**BRIEF:** Nothing less than an exact copy of all the records is required.

# # #

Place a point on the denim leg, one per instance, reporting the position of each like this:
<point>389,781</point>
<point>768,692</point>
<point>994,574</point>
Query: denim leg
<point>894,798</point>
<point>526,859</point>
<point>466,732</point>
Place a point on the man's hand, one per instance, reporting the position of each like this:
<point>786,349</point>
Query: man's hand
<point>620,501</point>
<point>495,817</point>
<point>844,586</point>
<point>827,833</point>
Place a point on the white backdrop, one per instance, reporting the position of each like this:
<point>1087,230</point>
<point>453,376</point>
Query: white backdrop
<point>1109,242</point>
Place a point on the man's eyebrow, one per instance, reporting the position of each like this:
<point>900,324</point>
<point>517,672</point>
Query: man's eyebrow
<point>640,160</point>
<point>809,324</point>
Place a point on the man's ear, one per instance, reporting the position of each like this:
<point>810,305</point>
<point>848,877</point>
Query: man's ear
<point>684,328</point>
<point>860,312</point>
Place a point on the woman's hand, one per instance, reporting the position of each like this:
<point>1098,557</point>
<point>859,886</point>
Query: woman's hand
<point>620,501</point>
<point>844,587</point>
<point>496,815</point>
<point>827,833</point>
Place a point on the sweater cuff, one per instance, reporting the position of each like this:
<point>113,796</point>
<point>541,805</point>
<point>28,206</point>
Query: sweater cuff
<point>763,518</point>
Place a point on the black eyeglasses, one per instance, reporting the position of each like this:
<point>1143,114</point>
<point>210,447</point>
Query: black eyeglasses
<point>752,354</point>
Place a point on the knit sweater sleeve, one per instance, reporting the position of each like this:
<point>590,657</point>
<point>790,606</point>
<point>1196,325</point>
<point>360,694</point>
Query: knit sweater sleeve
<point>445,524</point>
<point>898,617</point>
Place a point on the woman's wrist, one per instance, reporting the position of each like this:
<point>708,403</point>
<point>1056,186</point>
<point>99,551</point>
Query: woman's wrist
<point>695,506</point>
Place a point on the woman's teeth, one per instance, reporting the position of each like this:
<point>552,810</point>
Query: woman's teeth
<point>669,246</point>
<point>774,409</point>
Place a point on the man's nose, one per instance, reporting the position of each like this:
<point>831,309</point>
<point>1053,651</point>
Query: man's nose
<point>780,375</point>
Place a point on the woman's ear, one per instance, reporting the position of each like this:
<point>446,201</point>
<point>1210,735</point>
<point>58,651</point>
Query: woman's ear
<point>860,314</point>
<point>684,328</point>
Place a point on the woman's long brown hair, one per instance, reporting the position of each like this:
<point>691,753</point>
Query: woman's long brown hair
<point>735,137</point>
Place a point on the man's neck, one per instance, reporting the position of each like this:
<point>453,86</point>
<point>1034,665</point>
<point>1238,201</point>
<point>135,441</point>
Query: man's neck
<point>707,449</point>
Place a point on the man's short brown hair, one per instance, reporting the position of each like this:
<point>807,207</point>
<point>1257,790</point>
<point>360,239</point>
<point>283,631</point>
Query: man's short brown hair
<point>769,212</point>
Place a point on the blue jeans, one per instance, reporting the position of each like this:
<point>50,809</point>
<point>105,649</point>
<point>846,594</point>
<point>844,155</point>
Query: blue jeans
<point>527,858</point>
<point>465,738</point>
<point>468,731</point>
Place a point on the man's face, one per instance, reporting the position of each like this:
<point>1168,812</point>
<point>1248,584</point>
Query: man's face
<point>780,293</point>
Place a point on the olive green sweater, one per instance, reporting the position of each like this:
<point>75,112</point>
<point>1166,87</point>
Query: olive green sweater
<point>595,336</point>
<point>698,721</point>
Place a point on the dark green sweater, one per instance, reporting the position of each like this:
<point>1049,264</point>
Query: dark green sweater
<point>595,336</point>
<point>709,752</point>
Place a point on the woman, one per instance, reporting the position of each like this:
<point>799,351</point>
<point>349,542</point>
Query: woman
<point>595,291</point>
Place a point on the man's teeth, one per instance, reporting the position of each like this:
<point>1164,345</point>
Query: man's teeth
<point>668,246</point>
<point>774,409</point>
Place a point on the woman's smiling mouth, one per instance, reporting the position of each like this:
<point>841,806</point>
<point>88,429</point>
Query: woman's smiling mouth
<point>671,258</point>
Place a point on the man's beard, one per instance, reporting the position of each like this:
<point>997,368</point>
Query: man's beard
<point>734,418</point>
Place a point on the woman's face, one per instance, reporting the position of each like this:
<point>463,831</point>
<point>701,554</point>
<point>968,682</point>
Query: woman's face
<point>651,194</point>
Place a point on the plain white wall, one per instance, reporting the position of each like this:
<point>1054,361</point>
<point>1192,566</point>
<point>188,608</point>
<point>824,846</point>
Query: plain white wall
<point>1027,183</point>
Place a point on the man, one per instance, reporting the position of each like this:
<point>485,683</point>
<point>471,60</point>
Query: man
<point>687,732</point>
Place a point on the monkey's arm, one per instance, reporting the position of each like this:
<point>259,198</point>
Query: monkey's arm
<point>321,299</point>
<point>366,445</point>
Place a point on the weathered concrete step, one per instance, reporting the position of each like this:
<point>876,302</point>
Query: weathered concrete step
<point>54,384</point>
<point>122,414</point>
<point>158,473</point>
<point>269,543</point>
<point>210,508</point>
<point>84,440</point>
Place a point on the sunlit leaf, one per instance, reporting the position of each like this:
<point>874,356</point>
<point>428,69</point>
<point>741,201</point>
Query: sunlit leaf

# # #

**RESULT:**
Place a point on the denim leg, one per instance, reporting the position of each like this:
<point>389,781</point>
<point>768,692</point>
<point>994,574</point>
Query: denim leg
<point>894,798</point>
<point>526,859</point>
<point>466,732</point>
Place a point on the man's hand, one per instance, reporting the position of each like this:
<point>786,349</point>
Query: man's hand
<point>620,501</point>
<point>495,817</point>
<point>844,586</point>
<point>827,833</point>
Place a point on the white backdrop, one per instance, reporting the position of each like this:
<point>1087,230</point>
<point>453,376</point>
Query: white backdrop
<point>1109,242</point>
Place a point on the man's eyebrow, one per instance, reporting the position of each like this:
<point>900,324</point>
<point>517,672</point>
Query: man's eyebrow
<point>640,160</point>
<point>809,324</point>
Place a point on the man's ear, one per instance, reporting the position of each like this:
<point>810,305</point>
<point>848,877</point>
Query: man's ear
<point>684,328</point>
<point>860,312</point>
Place a point on the woman's hand, one per instance, reporting the position of each like this:
<point>1098,557</point>
<point>859,886</point>
Query: woman's hand
<point>620,501</point>
<point>844,587</point>
<point>496,815</point>
<point>827,833</point>
Place a point on the sweater cuff, one per instance, reporting the position of each like this:
<point>113,796</point>
<point>541,805</point>
<point>28,206</point>
Query: sweater cuff
<point>763,518</point>
Place a point on the black eyeglasses, one per instance, reporting the position of each like this:
<point>1143,114</point>
<point>210,447</point>
Query: black eyeglasses
<point>752,354</point>
Place a point on the knit sweater sleeve, one per instance, reporting the position of each like this:
<point>590,657</point>
<point>790,606</point>
<point>1196,325</point>
<point>360,694</point>
Query: knit sweater sleeve
<point>445,524</point>
<point>898,617</point>
Place a point on the woman's wrist, one per instance, reporting the position of each like this:
<point>708,403</point>
<point>1056,186</point>
<point>99,551</point>
Query: woman's wrist
<point>695,506</point>
Place a point on the woman's teeth, one per instance, reporting the position of each like this:
<point>552,810</point>
Query: woman's teeth
<point>669,246</point>
<point>774,409</point>
Place a point on the man's nose, one per instance, reporting the position of each like this:
<point>831,309</point>
<point>1053,651</point>
Query: man's nose
<point>780,375</point>
Place a point on the woman's ear, one per instance, reporting the position of each like this:
<point>446,201</point>
<point>1210,735</point>
<point>58,651</point>
Query: woman's ear
<point>860,314</point>
<point>684,328</point>
Place a point on the woman's long brown hair, one per instance, reporting the position of each like this:
<point>691,753</point>
Query: woman's long brown hair
<point>735,137</point>
Place a point on the man's neck, one per instance, reporting the position of each like this:
<point>453,86</point>
<point>1034,665</point>
<point>1238,201</point>
<point>135,441</point>
Query: man's neck
<point>707,449</point>
Place a point on the man's short brown hair, one per instance, reporting the position of each like this:
<point>807,207</point>
<point>1257,790</point>
<point>360,239</point>
<point>283,631</point>
Query: man's short brown hair
<point>769,212</point>
Place a point on the blue jeans, one per instance, reporting the position of each like this:
<point>50,809</point>
<point>105,649</point>
<point>846,594</point>
<point>844,155</point>
Query: blue jeans
<point>527,858</point>
<point>465,738</point>
<point>468,731</point>
Place a point on the man's face, one per instance, reporting the position of each like this:
<point>1168,812</point>
<point>1248,584</point>
Query: man's face
<point>780,293</point>
Place a point on the olive green sweater, one per instance, reporting the position of each like this:
<point>75,112</point>
<point>1166,87</point>
Query: olive green sweater
<point>595,336</point>
<point>698,721</point>
Place a point on the dark green sweater, one per instance, reporting the position of each like this:
<point>1049,264</point>
Query: dark green sweater
<point>595,336</point>
<point>709,752</point>
Place a point on the woman, one per instance, reporting the position of each like this:
<point>799,351</point>
<point>349,542</point>
Query: woman
<point>595,291</point>
Place a point on the man's teeth, one per instance, reporting the position of each like this:
<point>1164,345</point>
Query: man's teeth
<point>668,246</point>
<point>774,409</point>
Place a point on the woman's smiling mouth, one per instance, reporting the position of each like this:
<point>841,806</point>
<point>88,429</point>
Query: woman's smiling mouth
<point>671,258</point>
Place a point on the man's beard, one per instance, reporting the position of each like this:
<point>997,368</point>
Query: man's beard
<point>734,418</point>
Place a point on the woman's face, one per instance, reporting the position of each like this:
<point>463,831</point>
<point>701,554</point>
<point>968,682</point>
Query: woman's face
<point>651,194</point>
Place a point on the plain white wall, one per instance, reporting the position of each like this:
<point>1054,361</point>
<point>1192,566</point>
<point>188,608</point>
<point>824,846</point>
Query: plain white wall
<point>1027,183</point>
Place a point on the man, one per instance, reporting the position of each like this:
<point>485,683</point>
<point>471,60</point>
Query: man
<point>687,732</point>
Place a point on the monkey's arm, one per instance, reporting the position of each like this:
<point>259,198</point>
Query: monkey's arm
<point>321,299</point>
<point>366,445</point>
Place a point on the weathered concrete step, one per instance, reporting the position of each like this:
<point>876,302</point>
Query: weathered concrete step
<point>54,384</point>
<point>122,414</point>
<point>158,473</point>
<point>269,543</point>
<point>210,508</point>
<point>84,440</point>
Place a point on the sunlit leaf, one per instance, reporting the position of each like this:
<point>874,356</point>
<point>428,69</point>
<point>741,201</point>
Query: sunlit leaf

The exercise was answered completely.